Entries drawn from a collection:

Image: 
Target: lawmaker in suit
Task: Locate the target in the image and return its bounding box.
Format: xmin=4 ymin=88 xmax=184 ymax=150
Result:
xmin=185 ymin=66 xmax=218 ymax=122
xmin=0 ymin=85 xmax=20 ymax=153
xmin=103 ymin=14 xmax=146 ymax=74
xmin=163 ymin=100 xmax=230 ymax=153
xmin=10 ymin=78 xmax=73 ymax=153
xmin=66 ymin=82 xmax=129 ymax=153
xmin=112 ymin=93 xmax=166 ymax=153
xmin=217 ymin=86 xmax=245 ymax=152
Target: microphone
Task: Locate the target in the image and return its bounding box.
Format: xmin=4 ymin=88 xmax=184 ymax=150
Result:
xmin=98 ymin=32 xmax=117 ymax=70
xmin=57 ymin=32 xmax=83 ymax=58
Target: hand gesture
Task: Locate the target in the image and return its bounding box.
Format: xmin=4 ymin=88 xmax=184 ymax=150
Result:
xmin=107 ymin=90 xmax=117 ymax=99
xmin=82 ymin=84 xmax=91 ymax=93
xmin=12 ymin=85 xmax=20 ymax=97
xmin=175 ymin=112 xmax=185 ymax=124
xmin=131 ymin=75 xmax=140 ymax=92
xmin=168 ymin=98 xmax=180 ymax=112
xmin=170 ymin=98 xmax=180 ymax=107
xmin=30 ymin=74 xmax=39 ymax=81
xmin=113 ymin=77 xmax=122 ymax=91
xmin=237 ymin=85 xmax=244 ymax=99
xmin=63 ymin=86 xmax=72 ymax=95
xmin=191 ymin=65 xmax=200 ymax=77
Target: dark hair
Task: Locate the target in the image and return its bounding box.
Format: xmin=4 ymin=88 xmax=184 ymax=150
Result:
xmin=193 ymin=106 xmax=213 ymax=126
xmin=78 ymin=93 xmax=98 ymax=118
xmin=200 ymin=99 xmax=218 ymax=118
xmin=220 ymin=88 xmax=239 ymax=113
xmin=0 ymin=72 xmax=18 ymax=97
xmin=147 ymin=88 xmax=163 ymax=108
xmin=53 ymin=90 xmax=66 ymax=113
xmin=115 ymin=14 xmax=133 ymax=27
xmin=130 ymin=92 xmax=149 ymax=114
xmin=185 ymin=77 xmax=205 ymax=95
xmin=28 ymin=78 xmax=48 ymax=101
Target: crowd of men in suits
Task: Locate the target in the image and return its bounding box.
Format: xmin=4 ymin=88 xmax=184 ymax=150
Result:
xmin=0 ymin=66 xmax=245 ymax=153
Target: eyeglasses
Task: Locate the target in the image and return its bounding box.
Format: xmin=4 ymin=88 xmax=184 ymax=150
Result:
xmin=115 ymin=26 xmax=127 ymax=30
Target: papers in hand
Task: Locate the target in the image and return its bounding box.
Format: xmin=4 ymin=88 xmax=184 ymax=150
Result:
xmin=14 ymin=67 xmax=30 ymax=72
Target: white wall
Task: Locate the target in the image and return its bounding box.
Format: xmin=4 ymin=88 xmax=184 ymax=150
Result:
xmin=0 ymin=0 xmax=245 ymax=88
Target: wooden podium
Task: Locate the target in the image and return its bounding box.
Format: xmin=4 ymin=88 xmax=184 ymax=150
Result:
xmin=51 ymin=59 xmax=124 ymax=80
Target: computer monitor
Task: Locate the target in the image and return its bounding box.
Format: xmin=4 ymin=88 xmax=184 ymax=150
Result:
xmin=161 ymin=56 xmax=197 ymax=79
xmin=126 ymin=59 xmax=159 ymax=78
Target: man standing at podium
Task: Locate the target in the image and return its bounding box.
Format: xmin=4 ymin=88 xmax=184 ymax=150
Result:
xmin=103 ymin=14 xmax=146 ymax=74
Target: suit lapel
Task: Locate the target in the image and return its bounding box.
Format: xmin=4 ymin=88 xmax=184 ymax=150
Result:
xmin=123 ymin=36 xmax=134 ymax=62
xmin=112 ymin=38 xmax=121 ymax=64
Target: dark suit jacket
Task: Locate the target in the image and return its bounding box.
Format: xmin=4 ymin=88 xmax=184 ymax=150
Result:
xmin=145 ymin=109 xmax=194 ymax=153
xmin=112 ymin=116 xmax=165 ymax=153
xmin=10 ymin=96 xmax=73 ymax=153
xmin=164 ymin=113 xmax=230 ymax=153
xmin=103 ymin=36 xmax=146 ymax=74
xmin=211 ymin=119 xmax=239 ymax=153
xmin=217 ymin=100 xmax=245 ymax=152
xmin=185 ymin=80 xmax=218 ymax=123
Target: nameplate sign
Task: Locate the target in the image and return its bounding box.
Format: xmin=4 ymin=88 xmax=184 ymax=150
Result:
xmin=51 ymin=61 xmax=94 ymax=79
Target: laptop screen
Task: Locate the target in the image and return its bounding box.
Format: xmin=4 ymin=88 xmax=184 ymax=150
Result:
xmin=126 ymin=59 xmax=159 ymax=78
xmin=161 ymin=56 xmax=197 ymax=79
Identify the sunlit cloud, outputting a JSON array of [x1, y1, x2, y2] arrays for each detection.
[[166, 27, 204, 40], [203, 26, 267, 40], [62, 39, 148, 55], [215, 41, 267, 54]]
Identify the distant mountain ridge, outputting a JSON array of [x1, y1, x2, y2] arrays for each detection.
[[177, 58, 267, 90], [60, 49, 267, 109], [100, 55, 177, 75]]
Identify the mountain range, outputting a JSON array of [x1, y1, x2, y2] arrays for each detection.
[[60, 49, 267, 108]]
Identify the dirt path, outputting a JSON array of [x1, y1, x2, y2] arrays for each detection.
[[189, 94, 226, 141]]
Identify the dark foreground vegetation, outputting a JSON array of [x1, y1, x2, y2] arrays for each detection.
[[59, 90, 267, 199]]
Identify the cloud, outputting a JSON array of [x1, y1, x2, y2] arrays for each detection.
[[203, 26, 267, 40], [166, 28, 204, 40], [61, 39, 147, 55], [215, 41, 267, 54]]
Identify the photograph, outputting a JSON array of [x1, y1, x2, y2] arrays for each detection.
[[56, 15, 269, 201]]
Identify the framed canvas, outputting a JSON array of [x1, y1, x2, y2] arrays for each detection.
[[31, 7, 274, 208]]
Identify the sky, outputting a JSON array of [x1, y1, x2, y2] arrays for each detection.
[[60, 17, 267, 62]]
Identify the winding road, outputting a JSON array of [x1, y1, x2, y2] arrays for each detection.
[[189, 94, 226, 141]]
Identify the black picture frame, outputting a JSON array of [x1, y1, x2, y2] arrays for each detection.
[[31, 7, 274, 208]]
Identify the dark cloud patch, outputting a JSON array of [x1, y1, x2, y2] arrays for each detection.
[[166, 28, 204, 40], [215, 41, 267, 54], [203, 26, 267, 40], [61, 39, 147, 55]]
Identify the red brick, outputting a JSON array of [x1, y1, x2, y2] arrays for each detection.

(Exercise objective) Change "bounding box" to "enclosing box" throughout the items above, and leave every other word and number as it is.

(Result)
Image: 
Target: lawmaker in suit
Task: Locate the target in the image and return its enclosing box.
Format: xmin=4 ymin=88 xmax=184 ymax=150
Result:
xmin=185 ymin=66 xmax=218 ymax=122
xmin=0 ymin=85 xmax=20 ymax=153
xmin=103 ymin=14 xmax=146 ymax=74
xmin=163 ymin=100 xmax=230 ymax=153
xmin=10 ymin=78 xmax=73 ymax=153
xmin=66 ymin=82 xmax=129 ymax=153
xmin=112 ymin=93 xmax=166 ymax=153
xmin=217 ymin=86 xmax=245 ymax=152
Target: microphone
Task: Locate the target in the image and return its enclosing box.
Format: xmin=4 ymin=88 xmax=184 ymax=150
Result:
xmin=98 ymin=32 xmax=117 ymax=70
xmin=57 ymin=32 xmax=83 ymax=58
Target: hand gesture
Task: Locate the target in the image and return its enclosing box.
Format: xmin=4 ymin=88 xmax=184 ymax=150
Result:
xmin=107 ymin=90 xmax=117 ymax=99
xmin=82 ymin=84 xmax=91 ymax=93
xmin=12 ymin=85 xmax=20 ymax=97
xmin=175 ymin=112 xmax=185 ymax=124
xmin=131 ymin=75 xmax=140 ymax=92
xmin=168 ymin=98 xmax=180 ymax=112
xmin=170 ymin=98 xmax=180 ymax=107
xmin=30 ymin=74 xmax=39 ymax=81
xmin=113 ymin=77 xmax=122 ymax=91
xmin=237 ymin=85 xmax=244 ymax=99
xmin=63 ymin=86 xmax=72 ymax=95
xmin=191 ymin=65 xmax=200 ymax=77
Target: dark hair
Task: Locate the target in the image and return its enclosing box.
Format: xmin=4 ymin=88 xmax=184 ymax=150
Result:
xmin=193 ymin=106 xmax=213 ymax=126
xmin=78 ymin=93 xmax=98 ymax=118
xmin=200 ymin=99 xmax=218 ymax=118
xmin=220 ymin=88 xmax=239 ymax=113
xmin=0 ymin=72 xmax=18 ymax=97
xmin=147 ymin=88 xmax=163 ymax=108
xmin=53 ymin=90 xmax=66 ymax=113
xmin=115 ymin=14 xmax=133 ymax=27
xmin=130 ymin=92 xmax=149 ymax=114
xmin=185 ymin=77 xmax=205 ymax=95
xmin=28 ymin=78 xmax=48 ymax=101
Target: crowd of men in suits
Task: Locate the target in the image and return its enclosing box.
Format: xmin=4 ymin=88 xmax=184 ymax=150
Result:
xmin=0 ymin=66 xmax=245 ymax=153
Target: eyeglasses
Task: Locate the target in the image and return its enclosing box.
Format: xmin=4 ymin=88 xmax=184 ymax=150
Result:
xmin=115 ymin=26 xmax=127 ymax=30
Target: papers in hand
Task: Locate the target in the image and return its enclosing box.
Format: xmin=4 ymin=88 xmax=184 ymax=150
Result:
xmin=14 ymin=67 xmax=30 ymax=72
Target: white wall
Task: Locate the target in the image and return its enclosing box.
Format: xmin=4 ymin=88 xmax=184 ymax=150
Result:
xmin=0 ymin=0 xmax=245 ymax=88
Target: wooden podium
Task: Locate the target in the image and return its enclosing box.
Format: xmin=4 ymin=88 xmax=184 ymax=150
Result:
xmin=51 ymin=59 xmax=124 ymax=80
Target: computer monitor
Task: Locate the target in the image and return its enclosing box.
Format: xmin=4 ymin=88 xmax=184 ymax=150
Result:
xmin=161 ymin=56 xmax=197 ymax=79
xmin=126 ymin=59 xmax=159 ymax=78
Target: man standing at podium
Task: Locate the target in the image and return its enclosing box.
Format: xmin=4 ymin=88 xmax=184 ymax=150
Result:
xmin=103 ymin=14 xmax=146 ymax=74
Target: suit lapel
Task: Locate the target in the image and return its enclosing box.
Format: xmin=4 ymin=88 xmax=184 ymax=150
Result:
xmin=123 ymin=36 xmax=134 ymax=62
xmin=112 ymin=38 xmax=121 ymax=64
Target: dark suit jacket
Task: Locate the target in the image and return its enclosing box.
Format: xmin=4 ymin=88 xmax=184 ymax=150
Result:
xmin=145 ymin=109 xmax=194 ymax=153
xmin=112 ymin=116 xmax=165 ymax=153
xmin=10 ymin=96 xmax=73 ymax=153
xmin=164 ymin=113 xmax=230 ymax=153
xmin=103 ymin=36 xmax=146 ymax=74
xmin=211 ymin=119 xmax=239 ymax=153
xmin=217 ymin=100 xmax=245 ymax=152
xmin=185 ymin=80 xmax=218 ymax=123
Target: nameplate sign
Task: Locate the target in the image and return its enclosing box.
Format: xmin=4 ymin=88 xmax=184 ymax=150
Result:
xmin=51 ymin=61 xmax=94 ymax=79
Target: laptop screen
Task: Locate the target in the image and return its enclosing box.
Format: xmin=4 ymin=88 xmax=184 ymax=150
Result:
xmin=126 ymin=59 xmax=159 ymax=78
xmin=161 ymin=56 xmax=197 ymax=79
Identify the sunlit cloud, outputting a JSON array of [x1, y1, x2, y2] arrays for each detection.
[[166, 27, 204, 40], [203, 26, 267, 40], [62, 39, 148, 55], [215, 41, 267, 54]]
Identify the distant mountain ridge, outputting a JSON array of [x1, y1, x2, y2] arrays for each detection.
[[177, 58, 267, 90], [60, 49, 267, 109], [100, 55, 177, 75]]
Identify the mountain range, outputting a JSON array of [x1, y1, x2, y2] arrays for each detection.
[[60, 49, 267, 108]]
Identify the dirt path, outputting a JSON array of [x1, y1, x2, y2] arrays for each detection.
[[189, 94, 226, 141]]
Identify the dark foreground vegetation, outputting a JSON array of [x1, y1, x2, y2] arrays for each detection.
[[59, 90, 267, 199]]
Identify the cloud, outputting a JSON array of [x1, y1, x2, y2] arrays for each detection.
[[203, 26, 267, 40], [166, 28, 204, 40], [61, 39, 147, 55], [215, 41, 267, 54]]
Identify the photograph, outputting a JSON array of [x1, y1, x2, y2] arrays for each detection.
[[56, 15, 269, 201]]
Identify the framed canvas, outputting a JSON array of [x1, y1, x2, y2] arrays for each detection.
[[31, 7, 274, 208]]
Identify the sky, outputting a JSON array of [x1, y1, x2, y2] arrays for each detection.
[[60, 17, 267, 62]]
Identify the winding road, outputting a JSON array of [x1, y1, x2, y2] arrays for each detection.
[[189, 94, 226, 141]]
Identify the black picture frame, outputting a JSON array of [x1, y1, x2, y2] arrays for each detection.
[[31, 7, 274, 208]]
Identify the dark cloud patch, outputting a JSON array of [x1, y1, x2, y2] arrays for each detection.
[[166, 28, 204, 40], [215, 41, 267, 54], [203, 26, 267, 40], [61, 39, 147, 55]]
Identify the red brick, outputting a JSON array of [x1, y1, x2, y2] arrays for each detection.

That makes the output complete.